All that is needed is each line of the entries holding the word "blazer", copied as it stands.

● **Records supplied**:
◇ ◇ ◇

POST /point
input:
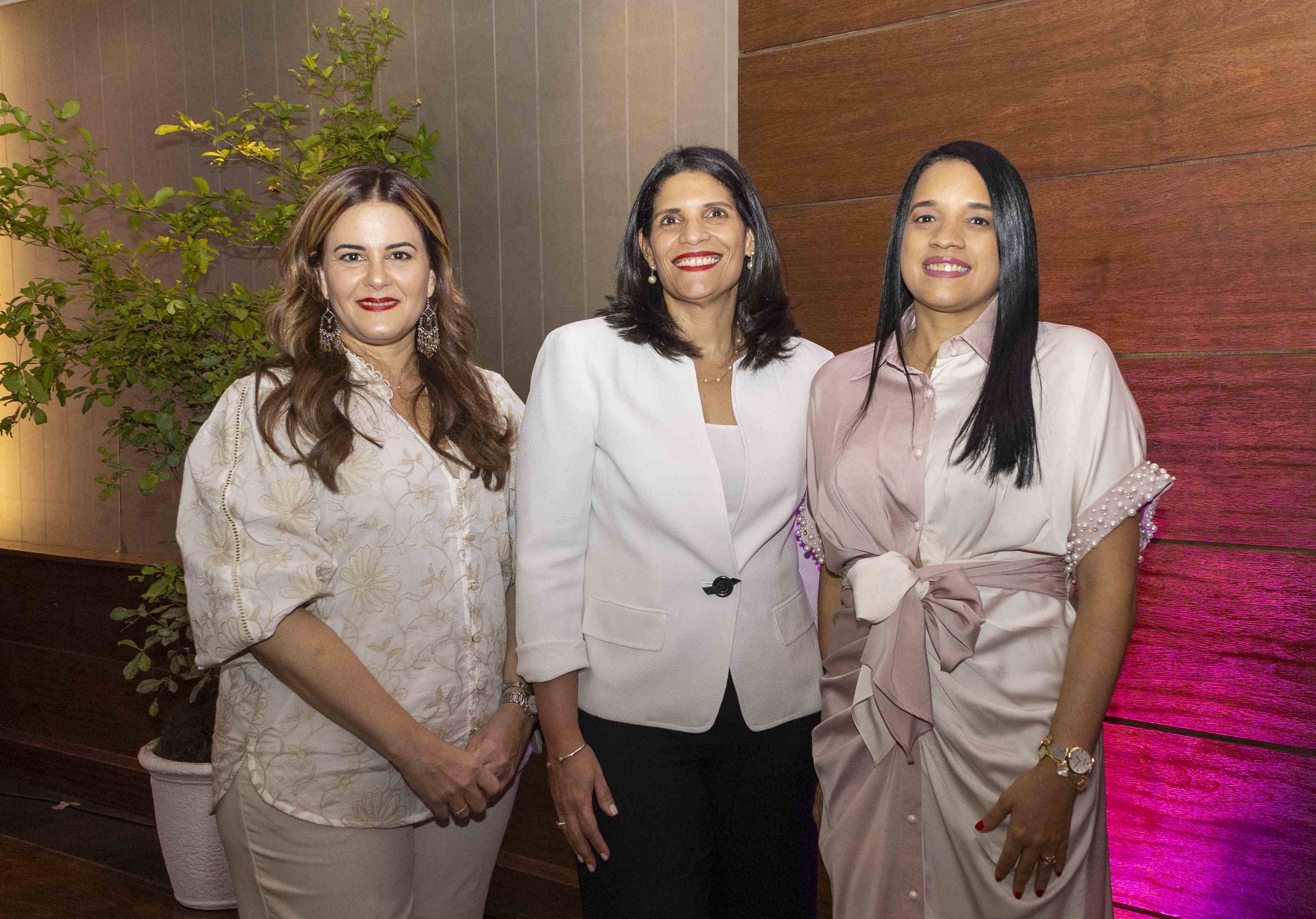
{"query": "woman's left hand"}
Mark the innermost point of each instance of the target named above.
(502, 742)
(1040, 807)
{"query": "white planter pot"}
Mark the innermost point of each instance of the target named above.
(189, 834)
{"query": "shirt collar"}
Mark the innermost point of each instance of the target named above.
(977, 337)
(365, 374)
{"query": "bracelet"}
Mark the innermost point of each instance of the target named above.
(564, 759)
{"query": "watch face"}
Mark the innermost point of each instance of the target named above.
(1081, 760)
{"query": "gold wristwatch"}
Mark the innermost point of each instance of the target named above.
(1073, 762)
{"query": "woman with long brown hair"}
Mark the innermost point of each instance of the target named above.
(346, 530)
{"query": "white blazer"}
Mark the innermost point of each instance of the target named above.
(622, 522)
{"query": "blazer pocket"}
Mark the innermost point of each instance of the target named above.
(628, 626)
(794, 617)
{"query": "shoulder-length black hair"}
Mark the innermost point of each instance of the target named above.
(762, 309)
(1001, 433)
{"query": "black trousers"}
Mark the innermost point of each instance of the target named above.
(710, 826)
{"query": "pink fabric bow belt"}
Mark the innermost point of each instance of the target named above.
(903, 603)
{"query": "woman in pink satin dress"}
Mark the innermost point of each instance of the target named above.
(981, 488)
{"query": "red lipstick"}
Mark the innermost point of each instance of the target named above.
(958, 270)
(704, 266)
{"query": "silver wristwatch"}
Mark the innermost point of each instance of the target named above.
(1073, 762)
(520, 693)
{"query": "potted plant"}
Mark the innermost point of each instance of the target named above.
(161, 351)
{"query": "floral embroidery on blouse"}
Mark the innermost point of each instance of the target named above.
(408, 563)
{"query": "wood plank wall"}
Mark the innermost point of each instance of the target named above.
(1170, 152)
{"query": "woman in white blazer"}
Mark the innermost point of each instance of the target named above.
(664, 617)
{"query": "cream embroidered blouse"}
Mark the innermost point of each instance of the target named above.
(408, 563)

◇ ◇ ◇

● **Task solution**:
{"query": "white blazer"}
{"query": "blazer pocket"}
{"query": "woman in white blazer"}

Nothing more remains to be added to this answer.